▶ [Data listing]
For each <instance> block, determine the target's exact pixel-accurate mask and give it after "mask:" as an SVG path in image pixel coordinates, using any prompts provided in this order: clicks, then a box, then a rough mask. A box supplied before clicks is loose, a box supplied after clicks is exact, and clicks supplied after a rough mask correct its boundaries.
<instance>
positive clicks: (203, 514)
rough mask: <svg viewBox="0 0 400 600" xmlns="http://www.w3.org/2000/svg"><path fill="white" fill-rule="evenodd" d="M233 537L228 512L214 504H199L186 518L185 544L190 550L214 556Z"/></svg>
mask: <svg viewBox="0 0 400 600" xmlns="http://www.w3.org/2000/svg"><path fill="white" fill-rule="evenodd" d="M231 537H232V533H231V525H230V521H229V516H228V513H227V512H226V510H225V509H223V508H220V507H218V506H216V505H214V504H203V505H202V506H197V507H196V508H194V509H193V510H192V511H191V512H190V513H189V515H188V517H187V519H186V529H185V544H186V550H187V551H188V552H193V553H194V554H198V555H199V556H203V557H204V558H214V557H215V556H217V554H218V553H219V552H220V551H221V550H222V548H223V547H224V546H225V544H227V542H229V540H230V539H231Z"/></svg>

▶ [Task statement] Reproduce every line of the records above word for word, in the same order.

▶ [Response]
For each <instance> block, determine the target's exact pixel-accurate mask and give it after "mask:" as an SVG path in image pixel coordinates, using any prompts provided in this order: clicks, then a box, then a rough mask. A box supplied before clicks is loose, a box supplied after clicks is exact, and clicks supplied after a rough mask correct its boundaries.
<instance>
positive clicks: (203, 514)
rough mask: <svg viewBox="0 0 400 600" xmlns="http://www.w3.org/2000/svg"><path fill="white" fill-rule="evenodd" d="M233 537L228 512L214 504H199L186 518L185 544L190 550L214 556Z"/></svg>
mask: <svg viewBox="0 0 400 600" xmlns="http://www.w3.org/2000/svg"><path fill="white" fill-rule="evenodd" d="M231 537H232V533H231V525H230V521H229V516H228V513H227V512H226V510H225V509H223V508H220V507H218V506H216V505H214V504H203V505H202V506H197V507H196V508H194V509H193V510H192V511H191V512H190V513H189V515H188V517H187V519H186V529H185V544H186V550H187V551H188V552H193V553H194V554H198V555H199V556H203V557H204V558H214V557H215V556H217V554H218V553H219V552H220V551H221V550H222V548H223V547H224V546H225V544H227V542H229V540H230V539H231Z"/></svg>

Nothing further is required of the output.